How will Israel deal with changing Bedouin residents’ issues?

Wednesday, January 25, 2017

 Mishpacha image

TAKING ACTION Police haul away the car used in the ramming attack, but only government action can tackle the root of the problem (Photo: Flash 90)

Israel surely has a problem with its Palestinian neighbors, but the issue of Bedouin residents has long traveled under the radar.

Last week’s killing of an Israeli police officer by a Bedouin radicalized by Islamist groups might put an end to all that.

The government has been promoting Bedouin development and resettlement for one third of the estimated 200,000 Bedouin who live in hundreds of scattered illegal settlements in Israel, according to statistics in the State Comptroller report published last year.

Last week, police moved in with bulldozers in the village of Umm al-Hiram to enforce a Supreme Court ruling to evict the residents and destroy the unrecognized village. Police said that during the operation, a local Bedouin Arab teacher, Yaqoub Musa Abu al-Qiyan, purposely ran over security officers, killing 34-year-old Sergeant Major Erez Levi, who is survived by his wife and two small children.

The Bedouin, along with their supporters on the left and in NGOs, maintain that Israel must legalize the illegal villages rather than resettle the Bedouin into new neighborhoods. Bedouin leaders have rejected a government-backed plan called the Prawer-Begin bill, a compromise that many on the right thought was too generous.

Amichai Yogev, southern director of the NGO Regavim, which describes itself as seeking to ensure a responsible, legal and accountable use of the country’s land — said that Arab Knesset members and their supporters are behind the crisis and incitement.

“We expect the state not to give up in destroying the illegal settlements because of this violence and continue to enforce the law,” Yogev said. “The state has feared to carry out these kind of operations, afraid such violence would occur.” Left wing NGOs, Arab politicians, and the Islamic Movement have mobilized the traditionally non-ideological Bedouin to reject compromise with the state, according to Yogev. This latest demolition is a test case for future removal of illegal settlements that dot the landscape in the southern desert.

Data records:
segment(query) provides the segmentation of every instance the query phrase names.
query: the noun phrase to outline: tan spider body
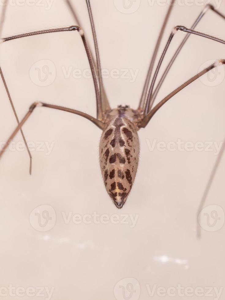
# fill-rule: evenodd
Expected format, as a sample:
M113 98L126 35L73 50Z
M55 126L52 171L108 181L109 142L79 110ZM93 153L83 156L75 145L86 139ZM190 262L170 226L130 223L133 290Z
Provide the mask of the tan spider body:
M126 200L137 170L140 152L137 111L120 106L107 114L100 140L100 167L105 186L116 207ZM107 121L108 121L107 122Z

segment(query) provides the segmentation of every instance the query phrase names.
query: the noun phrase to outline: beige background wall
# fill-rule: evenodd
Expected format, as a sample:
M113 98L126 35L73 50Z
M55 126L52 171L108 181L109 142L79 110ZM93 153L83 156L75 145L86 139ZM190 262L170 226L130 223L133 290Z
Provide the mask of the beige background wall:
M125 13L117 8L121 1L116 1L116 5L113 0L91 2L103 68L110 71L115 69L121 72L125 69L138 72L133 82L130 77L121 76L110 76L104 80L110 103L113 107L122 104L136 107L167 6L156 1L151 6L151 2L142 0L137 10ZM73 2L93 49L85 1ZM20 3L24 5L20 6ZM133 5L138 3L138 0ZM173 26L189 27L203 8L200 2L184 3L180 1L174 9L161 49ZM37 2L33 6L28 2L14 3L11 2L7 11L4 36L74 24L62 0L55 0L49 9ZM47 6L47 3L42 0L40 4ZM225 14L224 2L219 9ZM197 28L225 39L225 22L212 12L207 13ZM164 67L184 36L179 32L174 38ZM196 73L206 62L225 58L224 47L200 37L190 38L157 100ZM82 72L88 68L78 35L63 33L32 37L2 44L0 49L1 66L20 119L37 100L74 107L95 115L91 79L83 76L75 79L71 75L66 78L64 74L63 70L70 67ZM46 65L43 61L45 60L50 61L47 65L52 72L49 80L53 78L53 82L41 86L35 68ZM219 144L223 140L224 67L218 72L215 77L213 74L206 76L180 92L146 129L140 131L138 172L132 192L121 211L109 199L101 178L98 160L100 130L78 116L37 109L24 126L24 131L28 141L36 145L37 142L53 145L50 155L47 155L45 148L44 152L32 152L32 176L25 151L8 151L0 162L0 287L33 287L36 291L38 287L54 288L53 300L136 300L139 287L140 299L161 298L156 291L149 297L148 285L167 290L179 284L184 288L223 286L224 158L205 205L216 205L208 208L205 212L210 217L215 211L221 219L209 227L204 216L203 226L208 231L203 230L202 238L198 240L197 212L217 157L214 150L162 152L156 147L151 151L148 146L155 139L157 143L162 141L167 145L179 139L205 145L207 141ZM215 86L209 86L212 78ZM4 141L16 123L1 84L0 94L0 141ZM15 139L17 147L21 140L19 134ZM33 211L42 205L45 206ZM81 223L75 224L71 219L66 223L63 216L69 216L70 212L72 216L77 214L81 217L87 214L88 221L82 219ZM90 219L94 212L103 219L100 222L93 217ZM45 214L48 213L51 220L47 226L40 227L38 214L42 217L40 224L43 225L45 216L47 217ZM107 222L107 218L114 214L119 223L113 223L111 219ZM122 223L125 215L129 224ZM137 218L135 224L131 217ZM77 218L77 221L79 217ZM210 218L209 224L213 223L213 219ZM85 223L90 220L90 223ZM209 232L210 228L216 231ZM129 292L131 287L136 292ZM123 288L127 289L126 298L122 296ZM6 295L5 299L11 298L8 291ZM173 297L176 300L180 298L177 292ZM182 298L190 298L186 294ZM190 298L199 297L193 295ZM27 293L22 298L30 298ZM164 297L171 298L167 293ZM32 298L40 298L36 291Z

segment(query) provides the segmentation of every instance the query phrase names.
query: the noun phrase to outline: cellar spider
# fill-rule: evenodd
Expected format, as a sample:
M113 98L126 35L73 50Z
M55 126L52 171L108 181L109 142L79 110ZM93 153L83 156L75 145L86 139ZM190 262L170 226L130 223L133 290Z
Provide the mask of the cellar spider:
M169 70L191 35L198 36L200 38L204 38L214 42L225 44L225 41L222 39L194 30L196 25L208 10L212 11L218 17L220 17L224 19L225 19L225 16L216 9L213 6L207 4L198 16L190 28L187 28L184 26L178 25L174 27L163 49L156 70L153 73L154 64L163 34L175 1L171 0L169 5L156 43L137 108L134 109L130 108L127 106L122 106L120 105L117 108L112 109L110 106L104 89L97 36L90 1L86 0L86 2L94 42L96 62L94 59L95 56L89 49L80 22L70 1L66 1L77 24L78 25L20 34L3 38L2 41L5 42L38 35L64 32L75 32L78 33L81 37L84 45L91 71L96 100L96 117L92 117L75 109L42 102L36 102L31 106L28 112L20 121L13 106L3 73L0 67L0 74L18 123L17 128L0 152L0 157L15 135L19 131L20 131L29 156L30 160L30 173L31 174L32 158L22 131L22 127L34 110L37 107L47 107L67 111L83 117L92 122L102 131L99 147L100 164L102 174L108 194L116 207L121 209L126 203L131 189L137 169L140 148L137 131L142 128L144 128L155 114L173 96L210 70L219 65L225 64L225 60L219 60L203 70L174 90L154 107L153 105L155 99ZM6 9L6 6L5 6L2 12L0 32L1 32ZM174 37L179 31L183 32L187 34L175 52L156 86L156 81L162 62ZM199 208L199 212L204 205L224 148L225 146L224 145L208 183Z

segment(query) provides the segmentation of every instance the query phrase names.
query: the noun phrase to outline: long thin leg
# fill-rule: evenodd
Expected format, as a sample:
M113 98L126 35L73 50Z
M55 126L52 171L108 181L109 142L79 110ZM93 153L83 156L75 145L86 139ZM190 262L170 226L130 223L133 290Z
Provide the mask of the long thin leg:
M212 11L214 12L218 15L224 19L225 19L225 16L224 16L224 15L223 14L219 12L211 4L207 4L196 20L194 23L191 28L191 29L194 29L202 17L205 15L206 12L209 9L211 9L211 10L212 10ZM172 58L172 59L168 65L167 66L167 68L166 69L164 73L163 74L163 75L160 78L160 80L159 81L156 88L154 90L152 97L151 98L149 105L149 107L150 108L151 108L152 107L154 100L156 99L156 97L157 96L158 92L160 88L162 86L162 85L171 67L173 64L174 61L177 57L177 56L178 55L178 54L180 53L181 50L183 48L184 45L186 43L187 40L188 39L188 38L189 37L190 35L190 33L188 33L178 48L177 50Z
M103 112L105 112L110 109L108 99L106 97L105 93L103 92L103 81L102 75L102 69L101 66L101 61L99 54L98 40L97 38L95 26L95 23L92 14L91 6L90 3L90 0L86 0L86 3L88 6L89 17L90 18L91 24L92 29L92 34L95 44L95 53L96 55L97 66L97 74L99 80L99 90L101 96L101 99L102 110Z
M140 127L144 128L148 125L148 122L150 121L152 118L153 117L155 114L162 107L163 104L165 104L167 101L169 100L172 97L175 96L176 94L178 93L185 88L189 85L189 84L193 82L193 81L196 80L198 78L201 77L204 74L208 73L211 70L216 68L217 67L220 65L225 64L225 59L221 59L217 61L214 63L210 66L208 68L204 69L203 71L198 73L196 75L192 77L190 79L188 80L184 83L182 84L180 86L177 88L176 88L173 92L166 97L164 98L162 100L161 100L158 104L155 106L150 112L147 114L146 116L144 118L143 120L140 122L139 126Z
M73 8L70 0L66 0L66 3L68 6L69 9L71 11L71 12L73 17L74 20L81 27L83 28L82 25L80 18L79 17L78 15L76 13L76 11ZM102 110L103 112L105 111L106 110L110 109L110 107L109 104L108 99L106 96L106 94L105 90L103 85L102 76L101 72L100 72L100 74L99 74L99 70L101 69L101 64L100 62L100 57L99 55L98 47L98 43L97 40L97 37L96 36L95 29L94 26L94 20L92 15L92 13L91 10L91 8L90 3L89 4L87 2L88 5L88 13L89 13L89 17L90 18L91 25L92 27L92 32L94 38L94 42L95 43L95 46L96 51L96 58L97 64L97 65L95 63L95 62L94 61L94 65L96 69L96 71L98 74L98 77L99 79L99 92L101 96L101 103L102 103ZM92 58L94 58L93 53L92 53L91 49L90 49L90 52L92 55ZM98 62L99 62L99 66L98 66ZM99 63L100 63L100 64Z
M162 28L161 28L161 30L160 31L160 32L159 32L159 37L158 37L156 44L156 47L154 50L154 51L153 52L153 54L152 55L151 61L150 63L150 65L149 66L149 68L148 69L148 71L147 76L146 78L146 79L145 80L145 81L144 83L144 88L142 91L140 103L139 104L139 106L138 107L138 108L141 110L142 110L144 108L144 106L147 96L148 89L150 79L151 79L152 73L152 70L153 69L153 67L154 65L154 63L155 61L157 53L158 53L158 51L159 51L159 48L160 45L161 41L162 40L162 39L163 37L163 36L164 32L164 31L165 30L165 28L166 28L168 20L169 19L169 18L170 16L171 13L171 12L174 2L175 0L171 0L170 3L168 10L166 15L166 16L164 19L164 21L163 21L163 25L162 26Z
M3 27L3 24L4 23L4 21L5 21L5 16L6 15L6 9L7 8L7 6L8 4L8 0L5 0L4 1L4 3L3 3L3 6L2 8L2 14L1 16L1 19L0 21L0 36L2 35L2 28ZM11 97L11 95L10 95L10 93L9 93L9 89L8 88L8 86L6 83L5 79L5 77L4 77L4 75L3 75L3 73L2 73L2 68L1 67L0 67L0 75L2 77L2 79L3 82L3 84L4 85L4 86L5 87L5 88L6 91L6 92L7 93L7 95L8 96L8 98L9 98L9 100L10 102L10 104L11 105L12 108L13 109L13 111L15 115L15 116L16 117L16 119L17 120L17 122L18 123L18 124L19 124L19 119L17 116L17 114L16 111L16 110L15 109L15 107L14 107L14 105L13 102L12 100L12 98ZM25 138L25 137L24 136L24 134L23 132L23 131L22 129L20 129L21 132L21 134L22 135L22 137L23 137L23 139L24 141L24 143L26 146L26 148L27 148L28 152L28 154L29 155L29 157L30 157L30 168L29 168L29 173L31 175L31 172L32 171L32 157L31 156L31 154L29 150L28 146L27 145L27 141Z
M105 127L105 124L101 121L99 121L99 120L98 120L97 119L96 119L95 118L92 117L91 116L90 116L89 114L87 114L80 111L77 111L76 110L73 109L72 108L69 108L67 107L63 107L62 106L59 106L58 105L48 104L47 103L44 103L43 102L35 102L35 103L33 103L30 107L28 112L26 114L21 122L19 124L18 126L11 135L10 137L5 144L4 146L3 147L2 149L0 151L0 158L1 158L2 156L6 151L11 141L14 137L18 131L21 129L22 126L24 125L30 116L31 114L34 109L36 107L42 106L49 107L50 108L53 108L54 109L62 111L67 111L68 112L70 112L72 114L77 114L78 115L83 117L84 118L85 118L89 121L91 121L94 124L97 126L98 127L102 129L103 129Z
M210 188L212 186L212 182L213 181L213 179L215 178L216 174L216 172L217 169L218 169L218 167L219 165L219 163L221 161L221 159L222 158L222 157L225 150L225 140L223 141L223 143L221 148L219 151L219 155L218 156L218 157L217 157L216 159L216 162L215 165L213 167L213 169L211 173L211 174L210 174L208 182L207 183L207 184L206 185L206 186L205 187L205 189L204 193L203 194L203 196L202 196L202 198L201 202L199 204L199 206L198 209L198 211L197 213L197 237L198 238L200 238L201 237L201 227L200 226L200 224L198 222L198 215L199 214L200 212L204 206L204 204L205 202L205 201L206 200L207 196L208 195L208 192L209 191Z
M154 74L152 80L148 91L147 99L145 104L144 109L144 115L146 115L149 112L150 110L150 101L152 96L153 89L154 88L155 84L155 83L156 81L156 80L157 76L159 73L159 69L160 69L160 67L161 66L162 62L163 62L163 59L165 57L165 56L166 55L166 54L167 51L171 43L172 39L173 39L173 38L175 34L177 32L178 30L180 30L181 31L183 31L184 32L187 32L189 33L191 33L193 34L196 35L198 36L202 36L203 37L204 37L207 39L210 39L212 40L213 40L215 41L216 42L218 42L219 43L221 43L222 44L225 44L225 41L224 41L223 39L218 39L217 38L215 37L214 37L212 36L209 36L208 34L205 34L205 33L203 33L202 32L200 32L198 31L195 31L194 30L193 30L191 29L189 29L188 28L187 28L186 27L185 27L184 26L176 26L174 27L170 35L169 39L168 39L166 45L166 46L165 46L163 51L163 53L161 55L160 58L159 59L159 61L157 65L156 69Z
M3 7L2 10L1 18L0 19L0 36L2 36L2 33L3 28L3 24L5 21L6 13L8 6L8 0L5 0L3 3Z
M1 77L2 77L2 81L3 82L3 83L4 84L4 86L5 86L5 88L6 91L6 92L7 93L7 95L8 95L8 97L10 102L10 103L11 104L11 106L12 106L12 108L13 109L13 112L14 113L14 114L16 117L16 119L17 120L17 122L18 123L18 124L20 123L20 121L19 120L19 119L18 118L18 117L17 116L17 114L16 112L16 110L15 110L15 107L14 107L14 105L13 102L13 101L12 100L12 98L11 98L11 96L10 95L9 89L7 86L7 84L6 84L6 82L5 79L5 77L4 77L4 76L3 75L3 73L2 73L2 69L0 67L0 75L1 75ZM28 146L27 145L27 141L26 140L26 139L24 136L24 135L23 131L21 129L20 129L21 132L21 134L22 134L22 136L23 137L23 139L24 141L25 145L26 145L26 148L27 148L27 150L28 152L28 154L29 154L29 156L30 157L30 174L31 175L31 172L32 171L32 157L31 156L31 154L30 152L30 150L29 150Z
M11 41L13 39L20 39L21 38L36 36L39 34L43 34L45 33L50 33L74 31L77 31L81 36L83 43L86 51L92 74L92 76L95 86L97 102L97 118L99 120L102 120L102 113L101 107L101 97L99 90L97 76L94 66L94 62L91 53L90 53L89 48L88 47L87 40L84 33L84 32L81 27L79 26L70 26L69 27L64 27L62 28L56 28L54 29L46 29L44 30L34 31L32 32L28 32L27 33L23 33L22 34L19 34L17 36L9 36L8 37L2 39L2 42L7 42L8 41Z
==
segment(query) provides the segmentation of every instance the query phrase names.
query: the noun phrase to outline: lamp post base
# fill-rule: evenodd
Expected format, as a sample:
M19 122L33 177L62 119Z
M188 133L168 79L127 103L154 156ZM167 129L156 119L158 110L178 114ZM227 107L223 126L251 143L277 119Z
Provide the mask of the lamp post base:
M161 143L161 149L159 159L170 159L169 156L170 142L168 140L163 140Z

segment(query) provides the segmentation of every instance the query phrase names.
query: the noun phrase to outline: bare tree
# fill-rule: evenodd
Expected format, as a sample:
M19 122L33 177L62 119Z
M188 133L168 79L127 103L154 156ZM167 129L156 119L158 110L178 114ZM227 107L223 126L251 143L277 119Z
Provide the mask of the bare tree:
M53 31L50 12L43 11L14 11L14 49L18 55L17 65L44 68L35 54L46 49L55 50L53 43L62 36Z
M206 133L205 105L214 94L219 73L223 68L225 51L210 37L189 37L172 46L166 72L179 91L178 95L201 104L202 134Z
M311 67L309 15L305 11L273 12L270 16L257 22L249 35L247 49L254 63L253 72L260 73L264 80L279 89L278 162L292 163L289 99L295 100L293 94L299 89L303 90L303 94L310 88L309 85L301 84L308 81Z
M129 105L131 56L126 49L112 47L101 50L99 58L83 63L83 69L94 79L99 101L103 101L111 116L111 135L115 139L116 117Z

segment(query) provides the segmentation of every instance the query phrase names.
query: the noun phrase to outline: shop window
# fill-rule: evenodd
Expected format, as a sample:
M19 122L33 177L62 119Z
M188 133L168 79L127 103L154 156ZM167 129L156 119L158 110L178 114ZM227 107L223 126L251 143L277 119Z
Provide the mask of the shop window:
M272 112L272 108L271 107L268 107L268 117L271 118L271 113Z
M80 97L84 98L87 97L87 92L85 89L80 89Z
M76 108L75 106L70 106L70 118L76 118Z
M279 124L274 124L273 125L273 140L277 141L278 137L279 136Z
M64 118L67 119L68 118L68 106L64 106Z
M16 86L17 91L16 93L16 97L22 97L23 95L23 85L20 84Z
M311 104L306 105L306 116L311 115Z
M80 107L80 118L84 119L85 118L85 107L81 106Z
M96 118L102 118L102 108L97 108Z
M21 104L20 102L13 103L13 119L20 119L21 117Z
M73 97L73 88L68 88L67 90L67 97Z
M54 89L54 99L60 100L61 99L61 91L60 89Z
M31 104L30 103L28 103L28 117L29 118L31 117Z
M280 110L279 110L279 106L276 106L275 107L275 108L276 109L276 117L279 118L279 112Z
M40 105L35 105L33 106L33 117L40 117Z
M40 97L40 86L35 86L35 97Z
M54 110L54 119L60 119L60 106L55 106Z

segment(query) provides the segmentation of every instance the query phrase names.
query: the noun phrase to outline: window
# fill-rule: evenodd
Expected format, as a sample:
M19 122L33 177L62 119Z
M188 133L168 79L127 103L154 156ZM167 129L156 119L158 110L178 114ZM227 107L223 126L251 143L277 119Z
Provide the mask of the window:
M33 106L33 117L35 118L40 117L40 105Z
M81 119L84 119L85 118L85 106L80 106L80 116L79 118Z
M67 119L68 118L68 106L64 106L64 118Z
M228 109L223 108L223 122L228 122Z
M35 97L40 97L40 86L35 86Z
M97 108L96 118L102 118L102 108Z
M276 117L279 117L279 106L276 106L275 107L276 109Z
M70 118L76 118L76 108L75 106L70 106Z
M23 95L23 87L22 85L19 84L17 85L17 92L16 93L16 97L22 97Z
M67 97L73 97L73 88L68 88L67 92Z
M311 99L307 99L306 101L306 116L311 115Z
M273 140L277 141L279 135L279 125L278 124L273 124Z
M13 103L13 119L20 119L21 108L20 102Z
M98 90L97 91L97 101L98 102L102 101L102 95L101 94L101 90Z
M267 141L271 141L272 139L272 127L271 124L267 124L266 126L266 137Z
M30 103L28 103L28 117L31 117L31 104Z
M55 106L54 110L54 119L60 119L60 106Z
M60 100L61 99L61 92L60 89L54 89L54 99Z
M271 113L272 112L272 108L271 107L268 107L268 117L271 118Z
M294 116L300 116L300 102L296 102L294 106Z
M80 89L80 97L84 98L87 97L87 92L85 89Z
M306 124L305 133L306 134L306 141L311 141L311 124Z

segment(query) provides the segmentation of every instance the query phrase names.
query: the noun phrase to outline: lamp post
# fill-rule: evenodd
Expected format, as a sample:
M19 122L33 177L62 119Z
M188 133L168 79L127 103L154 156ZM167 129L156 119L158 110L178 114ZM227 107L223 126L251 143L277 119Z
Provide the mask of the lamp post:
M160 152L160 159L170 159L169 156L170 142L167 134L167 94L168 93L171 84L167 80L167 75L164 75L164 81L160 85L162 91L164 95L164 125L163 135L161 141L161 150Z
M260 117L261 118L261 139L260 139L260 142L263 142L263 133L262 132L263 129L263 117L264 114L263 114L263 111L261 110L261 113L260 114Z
...
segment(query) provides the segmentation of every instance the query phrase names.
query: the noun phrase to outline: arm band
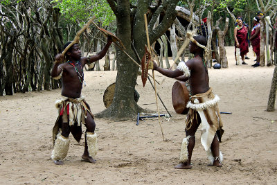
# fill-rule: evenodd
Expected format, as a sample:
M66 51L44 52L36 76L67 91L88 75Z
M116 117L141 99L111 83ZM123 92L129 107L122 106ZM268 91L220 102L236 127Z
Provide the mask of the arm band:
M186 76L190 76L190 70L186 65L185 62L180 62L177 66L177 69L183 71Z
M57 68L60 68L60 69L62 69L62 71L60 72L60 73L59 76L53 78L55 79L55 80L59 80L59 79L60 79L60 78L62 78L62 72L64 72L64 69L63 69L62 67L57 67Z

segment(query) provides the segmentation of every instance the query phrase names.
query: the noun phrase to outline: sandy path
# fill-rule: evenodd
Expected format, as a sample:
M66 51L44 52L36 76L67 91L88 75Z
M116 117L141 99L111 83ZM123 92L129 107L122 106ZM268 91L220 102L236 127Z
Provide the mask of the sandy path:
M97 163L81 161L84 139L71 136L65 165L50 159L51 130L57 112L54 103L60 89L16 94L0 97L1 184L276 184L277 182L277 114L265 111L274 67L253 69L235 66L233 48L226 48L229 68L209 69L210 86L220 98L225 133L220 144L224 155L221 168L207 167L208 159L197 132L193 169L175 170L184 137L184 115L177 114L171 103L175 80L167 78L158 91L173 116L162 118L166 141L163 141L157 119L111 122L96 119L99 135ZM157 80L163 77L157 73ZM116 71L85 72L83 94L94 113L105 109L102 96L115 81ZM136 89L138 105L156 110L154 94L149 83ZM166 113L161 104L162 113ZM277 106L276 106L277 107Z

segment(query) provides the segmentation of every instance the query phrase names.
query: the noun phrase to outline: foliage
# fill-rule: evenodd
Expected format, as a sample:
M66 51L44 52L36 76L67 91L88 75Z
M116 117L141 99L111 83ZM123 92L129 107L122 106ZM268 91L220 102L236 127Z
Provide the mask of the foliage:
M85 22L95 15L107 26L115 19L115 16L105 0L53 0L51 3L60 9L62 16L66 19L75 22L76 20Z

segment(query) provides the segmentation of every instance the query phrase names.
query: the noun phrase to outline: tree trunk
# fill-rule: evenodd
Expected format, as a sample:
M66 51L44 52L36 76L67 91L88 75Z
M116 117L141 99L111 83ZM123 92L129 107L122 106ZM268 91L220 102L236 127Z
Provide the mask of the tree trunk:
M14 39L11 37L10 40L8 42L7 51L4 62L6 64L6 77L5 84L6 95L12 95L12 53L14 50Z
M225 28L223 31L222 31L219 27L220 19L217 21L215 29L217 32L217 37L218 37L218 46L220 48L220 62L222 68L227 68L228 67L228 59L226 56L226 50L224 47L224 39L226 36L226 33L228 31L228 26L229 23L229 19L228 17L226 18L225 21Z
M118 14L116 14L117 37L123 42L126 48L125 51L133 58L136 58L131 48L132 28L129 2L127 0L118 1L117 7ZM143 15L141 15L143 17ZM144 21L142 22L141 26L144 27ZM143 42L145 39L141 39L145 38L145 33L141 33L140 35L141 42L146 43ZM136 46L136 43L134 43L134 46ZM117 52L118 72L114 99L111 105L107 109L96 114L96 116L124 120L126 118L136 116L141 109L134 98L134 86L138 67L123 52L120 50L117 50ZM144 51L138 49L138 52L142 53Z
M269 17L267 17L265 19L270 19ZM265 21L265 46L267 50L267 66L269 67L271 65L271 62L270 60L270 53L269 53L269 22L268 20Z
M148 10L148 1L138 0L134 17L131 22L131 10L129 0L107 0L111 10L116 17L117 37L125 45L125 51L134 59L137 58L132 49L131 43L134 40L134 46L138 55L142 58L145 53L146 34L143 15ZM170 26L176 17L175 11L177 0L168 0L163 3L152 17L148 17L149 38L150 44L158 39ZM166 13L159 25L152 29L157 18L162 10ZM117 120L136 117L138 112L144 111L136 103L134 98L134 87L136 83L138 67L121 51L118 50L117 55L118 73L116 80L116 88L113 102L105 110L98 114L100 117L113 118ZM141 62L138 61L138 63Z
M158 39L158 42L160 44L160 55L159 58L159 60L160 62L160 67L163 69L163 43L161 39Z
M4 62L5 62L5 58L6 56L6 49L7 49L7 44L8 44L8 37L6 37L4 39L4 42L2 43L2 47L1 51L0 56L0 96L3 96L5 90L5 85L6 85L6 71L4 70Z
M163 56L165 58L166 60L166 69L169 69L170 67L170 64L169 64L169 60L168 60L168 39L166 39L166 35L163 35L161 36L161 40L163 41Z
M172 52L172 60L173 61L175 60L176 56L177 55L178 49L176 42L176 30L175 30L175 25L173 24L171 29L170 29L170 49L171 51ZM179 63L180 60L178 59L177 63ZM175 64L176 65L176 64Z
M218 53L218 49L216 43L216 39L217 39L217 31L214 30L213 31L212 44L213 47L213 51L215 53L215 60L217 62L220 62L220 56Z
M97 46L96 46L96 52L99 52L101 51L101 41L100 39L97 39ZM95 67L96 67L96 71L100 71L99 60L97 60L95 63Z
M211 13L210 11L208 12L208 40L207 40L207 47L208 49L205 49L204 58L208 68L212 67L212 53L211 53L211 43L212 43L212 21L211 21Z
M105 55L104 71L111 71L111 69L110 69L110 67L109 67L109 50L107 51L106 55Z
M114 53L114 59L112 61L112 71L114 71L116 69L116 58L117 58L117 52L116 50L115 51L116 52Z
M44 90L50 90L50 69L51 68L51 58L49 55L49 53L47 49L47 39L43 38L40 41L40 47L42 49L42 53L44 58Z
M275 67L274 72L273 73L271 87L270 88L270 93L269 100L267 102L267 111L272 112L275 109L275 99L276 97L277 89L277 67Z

Request 1:
Answer these questions from the article on Bedouin residents:
(a) In which village did police arrive with bulldozers to carry out the Supreme Court ruling?
(b) How old was Sergeant Major Erez Levi?
(c) What is the name of the government-backed plan that Bedouin leaders rejected?
Request 2: Reproduce word for word the part of the article on Bedouin residents that opens with the words containing "Israel surely has" and closes with "to all that.".

Expected answer 1:
(a) Umm al-Hiram
(b) 34 years old
(c) The Prawer-Begin bill

Expected answer 2:
Israel surely has a problem with its Palestinian neighbors, but the issue of Bedouin residents has long traveled under the radar.

Last week’s killing of an Israeli police officer by a Bedouin radicalized by Islamist groups might put an end to all that.